§ **Available data**:
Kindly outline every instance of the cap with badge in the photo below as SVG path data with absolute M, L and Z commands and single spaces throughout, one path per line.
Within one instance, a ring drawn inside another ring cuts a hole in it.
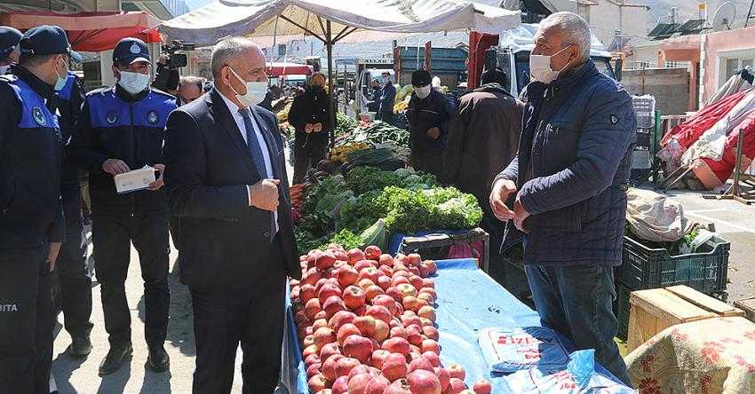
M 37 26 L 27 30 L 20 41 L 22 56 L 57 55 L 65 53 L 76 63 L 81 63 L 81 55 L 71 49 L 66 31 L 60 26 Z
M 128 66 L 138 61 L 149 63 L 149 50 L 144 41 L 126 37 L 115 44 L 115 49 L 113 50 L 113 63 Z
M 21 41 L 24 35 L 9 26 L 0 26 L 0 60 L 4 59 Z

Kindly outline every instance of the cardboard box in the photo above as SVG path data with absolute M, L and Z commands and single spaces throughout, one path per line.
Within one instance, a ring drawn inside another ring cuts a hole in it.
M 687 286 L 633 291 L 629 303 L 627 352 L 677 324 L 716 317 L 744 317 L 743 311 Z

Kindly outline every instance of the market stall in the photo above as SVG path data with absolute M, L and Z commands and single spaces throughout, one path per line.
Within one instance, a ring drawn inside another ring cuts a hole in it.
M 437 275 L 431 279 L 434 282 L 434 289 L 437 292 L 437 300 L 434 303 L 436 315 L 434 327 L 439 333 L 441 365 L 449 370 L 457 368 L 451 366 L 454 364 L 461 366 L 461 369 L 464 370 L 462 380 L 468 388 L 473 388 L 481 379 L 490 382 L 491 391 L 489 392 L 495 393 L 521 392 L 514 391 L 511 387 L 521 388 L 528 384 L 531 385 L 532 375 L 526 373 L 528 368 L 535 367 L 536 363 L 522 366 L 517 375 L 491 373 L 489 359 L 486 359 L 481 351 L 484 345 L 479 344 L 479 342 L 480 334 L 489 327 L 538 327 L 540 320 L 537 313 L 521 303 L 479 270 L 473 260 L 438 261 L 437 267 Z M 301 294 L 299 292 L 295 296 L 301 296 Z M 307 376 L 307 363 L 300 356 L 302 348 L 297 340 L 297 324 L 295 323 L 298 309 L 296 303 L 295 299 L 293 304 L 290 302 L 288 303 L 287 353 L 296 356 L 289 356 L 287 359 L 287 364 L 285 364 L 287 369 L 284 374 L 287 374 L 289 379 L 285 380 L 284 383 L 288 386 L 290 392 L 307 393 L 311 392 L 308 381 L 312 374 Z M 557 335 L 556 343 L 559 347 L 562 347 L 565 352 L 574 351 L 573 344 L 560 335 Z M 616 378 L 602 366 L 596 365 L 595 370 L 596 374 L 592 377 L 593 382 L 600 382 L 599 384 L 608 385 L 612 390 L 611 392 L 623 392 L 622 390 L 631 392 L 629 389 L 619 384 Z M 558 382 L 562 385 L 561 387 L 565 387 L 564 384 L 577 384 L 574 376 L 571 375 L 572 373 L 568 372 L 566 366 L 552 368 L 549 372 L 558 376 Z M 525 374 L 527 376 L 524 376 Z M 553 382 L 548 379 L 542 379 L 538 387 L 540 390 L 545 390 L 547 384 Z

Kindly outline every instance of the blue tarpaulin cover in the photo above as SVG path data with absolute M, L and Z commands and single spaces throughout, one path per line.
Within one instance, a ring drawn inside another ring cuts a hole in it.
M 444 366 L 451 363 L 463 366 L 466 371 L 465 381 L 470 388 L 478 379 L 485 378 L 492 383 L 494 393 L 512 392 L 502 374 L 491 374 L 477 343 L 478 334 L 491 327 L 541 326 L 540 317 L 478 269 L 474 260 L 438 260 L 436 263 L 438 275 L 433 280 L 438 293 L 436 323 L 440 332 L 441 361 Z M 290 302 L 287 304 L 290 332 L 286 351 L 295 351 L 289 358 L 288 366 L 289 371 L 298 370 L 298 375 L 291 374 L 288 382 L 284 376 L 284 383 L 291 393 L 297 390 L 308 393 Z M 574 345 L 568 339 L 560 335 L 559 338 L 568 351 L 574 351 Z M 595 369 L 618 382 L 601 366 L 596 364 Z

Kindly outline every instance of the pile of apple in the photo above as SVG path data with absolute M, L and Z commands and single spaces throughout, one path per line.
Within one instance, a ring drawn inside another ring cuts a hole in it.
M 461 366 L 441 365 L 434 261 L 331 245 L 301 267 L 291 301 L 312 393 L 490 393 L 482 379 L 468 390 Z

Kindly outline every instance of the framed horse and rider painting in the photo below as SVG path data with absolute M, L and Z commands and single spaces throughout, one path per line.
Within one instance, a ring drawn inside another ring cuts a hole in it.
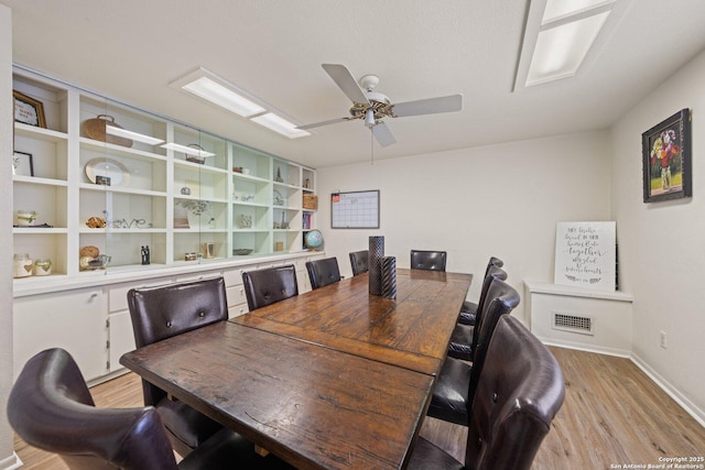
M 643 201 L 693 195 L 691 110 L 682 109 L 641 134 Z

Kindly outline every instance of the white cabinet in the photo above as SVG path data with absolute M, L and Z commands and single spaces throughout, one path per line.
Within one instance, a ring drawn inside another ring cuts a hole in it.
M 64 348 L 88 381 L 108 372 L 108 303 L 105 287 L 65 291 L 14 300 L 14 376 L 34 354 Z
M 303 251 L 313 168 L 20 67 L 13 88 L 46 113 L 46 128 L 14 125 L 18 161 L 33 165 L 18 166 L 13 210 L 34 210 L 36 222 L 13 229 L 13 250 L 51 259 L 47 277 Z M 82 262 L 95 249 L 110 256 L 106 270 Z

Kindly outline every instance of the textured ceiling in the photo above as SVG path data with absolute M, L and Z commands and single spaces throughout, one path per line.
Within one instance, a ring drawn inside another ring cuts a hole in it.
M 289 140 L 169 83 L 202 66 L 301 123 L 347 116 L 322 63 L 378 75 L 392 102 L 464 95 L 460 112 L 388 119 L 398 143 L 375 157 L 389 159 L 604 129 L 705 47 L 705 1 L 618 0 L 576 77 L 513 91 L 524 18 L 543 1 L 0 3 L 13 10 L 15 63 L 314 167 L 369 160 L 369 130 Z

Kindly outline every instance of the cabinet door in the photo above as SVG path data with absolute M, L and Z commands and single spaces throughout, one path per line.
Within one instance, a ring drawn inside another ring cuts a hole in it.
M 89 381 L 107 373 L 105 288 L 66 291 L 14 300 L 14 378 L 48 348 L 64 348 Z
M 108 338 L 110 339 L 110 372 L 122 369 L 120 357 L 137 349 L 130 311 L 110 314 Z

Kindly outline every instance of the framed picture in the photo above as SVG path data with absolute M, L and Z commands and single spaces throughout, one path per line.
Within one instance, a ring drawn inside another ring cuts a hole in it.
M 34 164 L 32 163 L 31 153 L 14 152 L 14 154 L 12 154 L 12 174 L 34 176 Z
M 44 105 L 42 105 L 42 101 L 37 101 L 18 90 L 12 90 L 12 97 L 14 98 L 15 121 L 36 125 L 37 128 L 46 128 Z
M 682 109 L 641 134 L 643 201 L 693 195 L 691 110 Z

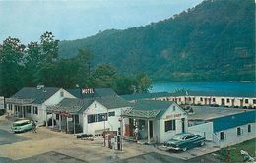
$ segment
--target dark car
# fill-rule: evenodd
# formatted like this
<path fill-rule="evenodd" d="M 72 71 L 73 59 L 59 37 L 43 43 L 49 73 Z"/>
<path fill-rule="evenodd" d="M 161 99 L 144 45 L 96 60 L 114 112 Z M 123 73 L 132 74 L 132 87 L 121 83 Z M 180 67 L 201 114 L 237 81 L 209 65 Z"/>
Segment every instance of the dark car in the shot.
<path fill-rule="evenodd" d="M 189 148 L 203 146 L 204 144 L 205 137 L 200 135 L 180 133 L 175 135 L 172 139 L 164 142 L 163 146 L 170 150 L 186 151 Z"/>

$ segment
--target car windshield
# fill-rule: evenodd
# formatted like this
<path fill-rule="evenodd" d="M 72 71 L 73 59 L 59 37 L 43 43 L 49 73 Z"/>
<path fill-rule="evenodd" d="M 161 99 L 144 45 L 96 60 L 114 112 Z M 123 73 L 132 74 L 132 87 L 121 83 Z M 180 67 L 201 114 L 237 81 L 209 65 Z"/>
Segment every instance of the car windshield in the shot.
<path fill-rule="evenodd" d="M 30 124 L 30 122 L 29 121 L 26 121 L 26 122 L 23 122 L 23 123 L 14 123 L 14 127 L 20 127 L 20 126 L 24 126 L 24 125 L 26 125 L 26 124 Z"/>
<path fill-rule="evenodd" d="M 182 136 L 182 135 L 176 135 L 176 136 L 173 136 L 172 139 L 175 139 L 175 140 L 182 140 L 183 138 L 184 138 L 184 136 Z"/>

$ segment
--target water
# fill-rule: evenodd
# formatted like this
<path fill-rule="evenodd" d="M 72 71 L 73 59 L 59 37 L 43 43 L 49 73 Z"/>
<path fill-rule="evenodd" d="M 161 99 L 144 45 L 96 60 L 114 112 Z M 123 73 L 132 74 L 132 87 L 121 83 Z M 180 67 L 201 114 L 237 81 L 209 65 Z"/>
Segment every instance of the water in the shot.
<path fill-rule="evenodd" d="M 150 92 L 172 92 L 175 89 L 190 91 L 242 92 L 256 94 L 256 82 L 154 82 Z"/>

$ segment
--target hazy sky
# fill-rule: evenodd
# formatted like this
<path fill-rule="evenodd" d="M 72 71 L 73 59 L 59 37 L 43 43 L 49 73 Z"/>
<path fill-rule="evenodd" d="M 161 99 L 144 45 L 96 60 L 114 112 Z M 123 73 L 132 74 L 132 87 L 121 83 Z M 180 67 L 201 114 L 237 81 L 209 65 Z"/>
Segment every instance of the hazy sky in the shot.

§ **Goal**: Pull out every line of the material that contains the string "dark".

§ **Finished answer**:
--target dark car
Segment every instance of the dark car in the shot.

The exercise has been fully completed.